| Instructions to follow |
Convert the records into a two-column CSV with the headers "prompt" and "target", one row per record. Put each record's text in "prompt" and its answer in "target", each as a single quoted field with line breaks replaced by spaces.

[START OF Available data]

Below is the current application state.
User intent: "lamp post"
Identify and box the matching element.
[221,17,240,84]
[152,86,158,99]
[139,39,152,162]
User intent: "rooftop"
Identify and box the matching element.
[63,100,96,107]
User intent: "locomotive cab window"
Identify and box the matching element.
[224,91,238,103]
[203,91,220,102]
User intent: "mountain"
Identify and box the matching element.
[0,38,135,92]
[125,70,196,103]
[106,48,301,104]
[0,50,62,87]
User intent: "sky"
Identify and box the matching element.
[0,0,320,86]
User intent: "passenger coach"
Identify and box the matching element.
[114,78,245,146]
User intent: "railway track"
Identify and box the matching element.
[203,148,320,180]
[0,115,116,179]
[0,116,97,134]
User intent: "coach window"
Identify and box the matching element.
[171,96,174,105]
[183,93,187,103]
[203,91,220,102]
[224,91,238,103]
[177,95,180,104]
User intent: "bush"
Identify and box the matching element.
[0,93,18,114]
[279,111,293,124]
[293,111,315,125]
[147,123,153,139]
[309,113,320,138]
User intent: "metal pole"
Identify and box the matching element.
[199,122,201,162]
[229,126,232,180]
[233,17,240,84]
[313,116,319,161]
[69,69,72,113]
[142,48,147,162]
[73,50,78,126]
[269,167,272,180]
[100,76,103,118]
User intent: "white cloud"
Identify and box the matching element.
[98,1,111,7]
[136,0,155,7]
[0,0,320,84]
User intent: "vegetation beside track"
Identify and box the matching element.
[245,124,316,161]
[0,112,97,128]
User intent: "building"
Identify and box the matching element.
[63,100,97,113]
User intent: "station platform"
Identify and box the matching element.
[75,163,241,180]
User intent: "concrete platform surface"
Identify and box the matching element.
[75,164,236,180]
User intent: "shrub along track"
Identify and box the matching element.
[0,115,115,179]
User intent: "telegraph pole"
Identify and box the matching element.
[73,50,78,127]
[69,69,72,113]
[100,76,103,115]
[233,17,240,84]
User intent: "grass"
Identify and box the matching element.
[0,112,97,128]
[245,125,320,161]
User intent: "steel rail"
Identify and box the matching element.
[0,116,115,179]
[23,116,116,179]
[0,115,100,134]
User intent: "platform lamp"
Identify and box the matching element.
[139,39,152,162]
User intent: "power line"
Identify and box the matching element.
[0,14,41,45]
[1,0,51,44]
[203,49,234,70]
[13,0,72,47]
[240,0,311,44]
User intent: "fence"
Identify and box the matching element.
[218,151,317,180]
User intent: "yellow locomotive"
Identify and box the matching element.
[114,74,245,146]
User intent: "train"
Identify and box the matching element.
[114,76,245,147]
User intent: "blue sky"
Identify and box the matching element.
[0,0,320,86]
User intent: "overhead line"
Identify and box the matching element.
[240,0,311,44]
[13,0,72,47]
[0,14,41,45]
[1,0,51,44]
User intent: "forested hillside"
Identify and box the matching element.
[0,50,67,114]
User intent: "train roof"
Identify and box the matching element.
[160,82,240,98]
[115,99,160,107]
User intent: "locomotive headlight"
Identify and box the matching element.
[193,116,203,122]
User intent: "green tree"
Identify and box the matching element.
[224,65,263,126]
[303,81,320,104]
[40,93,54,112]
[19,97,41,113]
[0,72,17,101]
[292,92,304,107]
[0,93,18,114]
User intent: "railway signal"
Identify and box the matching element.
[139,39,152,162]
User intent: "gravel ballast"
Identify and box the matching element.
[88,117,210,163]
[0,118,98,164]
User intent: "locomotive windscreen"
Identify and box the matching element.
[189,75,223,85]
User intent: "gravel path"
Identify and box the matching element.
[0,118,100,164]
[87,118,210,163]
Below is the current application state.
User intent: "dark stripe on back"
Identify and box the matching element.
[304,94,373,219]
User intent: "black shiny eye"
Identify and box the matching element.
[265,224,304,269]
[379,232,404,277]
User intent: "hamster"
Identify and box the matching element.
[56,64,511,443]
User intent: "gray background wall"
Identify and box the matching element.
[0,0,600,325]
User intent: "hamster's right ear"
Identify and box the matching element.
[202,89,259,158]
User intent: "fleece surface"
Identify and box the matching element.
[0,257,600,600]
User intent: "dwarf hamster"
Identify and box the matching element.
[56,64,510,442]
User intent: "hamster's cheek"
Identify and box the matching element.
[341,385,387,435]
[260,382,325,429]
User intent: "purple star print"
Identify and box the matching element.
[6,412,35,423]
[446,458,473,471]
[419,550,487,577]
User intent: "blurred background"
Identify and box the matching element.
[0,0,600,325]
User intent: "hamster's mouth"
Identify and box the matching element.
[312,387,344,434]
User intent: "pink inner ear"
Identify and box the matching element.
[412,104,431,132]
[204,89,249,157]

[END OF Available data]

| Output below |
prompt,target
"Below is the current application state. User intent: ""lamp post"" Identify and box the matching element.","[221,17,240,84] [152,86,158,99] [139,39,152,162]"
"User intent: ""rooftop"" Identify and box the matching element.","[63,100,96,107]"
"User intent: ""locomotive cab window"" Identify and box the matching element.","[224,91,238,103] [203,91,220,102]"
"User intent: ""mountain"" Identify and box the matching element.","[0,38,135,92] [125,70,196,103] [106,48,301,104] [0,50,62,87]"
"User intent: ""sky"" Identify and box the matching element.","[0,0,320,86]"
"User intent: ""passenger coach"" Identify and box the matching element.","[114,78,245,146]"
"User intent: ""railway track"" Identify and box the matching element.","[203,148,320,180] [0,115,116,179] [0,116,97,134]"
"User intent: ""coach window"" Identify and box the matching element.","[171,96,174,105] [183,93,187,103] [203,91,220,102] [224,91,238,103] [177,95,180,104]"
"User intent: ""bush"" Identify and box the matching element.","[0,93,18,114] [279,111,293,124] [293,111,315,125] [147,123,153,139] [309,113,320,138]"
"User intent: ""metal pole"" Identify and box the matching element.","[199,122,201,162] [229,126,232,180] [233,17,240,84] [313,116,319,161] [69,69,72,113] [142,48,147,162] [73,50,78,126] [269,167,272,180] [100,76,103,118]"
"User intent: ""white cloud"" Identify and box the matching element.","[98,1,111,7] [136,0,155,7] [0,0,320,84]"
"User intent: ""vegetation beside track"" Identify and box the matching element.","[245,124,316,161] [0,112,97,128]"
"User intent: ""building"" Identify and box the matching element.","[63,100,97,113]"
"User intent: ""station platform"" Identify and box the matching element.","[75,163,241,180]"
"User intent: ""concrete platform surface"" Identify and box the matching element.","[75,164,236,180]"
"User intent: ""shrub along track"" Identify and box the matching element.","[0,115,115,179]"
"User intent: ""telegraph pole"" Identify and box the matching element.","[73,50,78,127] [69,69,72,113] [100,76,103,115] [233,17,240,84]"
"User intent: ""grass"" Identify and box the matching element.","[0,112,97,128] [245,125,320,161]"
"User intent: ""steel rail"" Identify and box the matching element.","[0,116,115,179] [23,116,116,179] [0,115,100,134]"
"User intent: ""platform lamp"" Identify and box the matching element.","[139,39,152,162]"
"User intent: ""power line"" Identify and box the matching element.","[0,14,41,45] [1,0,51,44] [203,49,234,70] [13,0,72,47] [240,0,311,44]"
"User intent: ""fence"" Identify and box the matching element.","[218,151,317,180]"
"User intent: ""yellow locomotive"" Identify and box the matching element.","[114,74,245,146]"
"User intent: ""train"" Identify and box the matching element.","[114,76,245,147]"
"User intent: ""blue sky"" Identify and box the matching element.","[0,0,320,86]"
"User intent: ""overhead line"" Identify and box the matching element.","[240,0,311,44] [13,0,72,47] [0,14,41,45] [1,0,51,44]"
"User intent: ""forested hillside"" Identify and box the matching element.","[0,50,67,114]"
"User intent: ""train roof"" Identify and box the matching element.","[160,82,240,98] [115,99,160,107]"
"User intent: ""locomotive headlight"" Identify and box the matching element.","[193,116,203,122]"
"User intent: ""green tree"" Identify and box the matching element.","[224,65,263,126] [303,81,320,104] [40,93,54,112] [19,97,41,113] [0,72,17,101] [292,92,304,107] [0,93,18,114]"
"User intent: ""railway signal"" Identify and box the matching element.","[139,39,152,162]"
"User intent: ""gravel ballast"" Identify and box the matching element.","[88,117,210,163] [0,118,98,164]"
"User intent: ""locomotive windscreen"" Identify and box the matching element.","[189,75,223,85]"
"User intent: ""gravel path"" Identify and box the matching element.","[0,118,100,164] [87,118,210,163]"
"Below is the current application state. User intent: ""dark stripe on back"" Identify and box the matching element.","[304,94,373,219]"
"User intent: ""black shiny eye"" Identify and box the matching element.","[265,224,304,269] [379,232,404,277]"
"User intent: ""hamster"" Identify and box the matching element.","[56,64,511,443]"
"User intent: ""gray background wall"" Identify and box the matching element.","[0,0,600,325]"
"User intent: ""hamster's right ear"" Identify and box the matching element.","[202,89,259,158]"
"User intent: ""fleece surface"" Identify and box the matching element.","[0,257,600,600]"
"User intent: ""dwarf hamster"" Identify and box the matching element.","[56,64,510,442]"
"User intent: ""hamster's cheek"" Identify and box the matching element.","[341,385,387,435] [260,382,325,429]"
"User intent: ""purple star print"" Identify and box the matching element.","[6,412,35,423] [446,458,473,471] [419,550,487,577]"
"User intent: ""blurred background"" Identify and box the matching element.","[0,0,600,325]"
"User intent: ""hamster's mouth"" Identify and box the matching element.","[312,387,344,434]"
"User intent: ""pink inner ear"" Identify and box the matching element.","[412,104,431,132] [204,89,249,157]"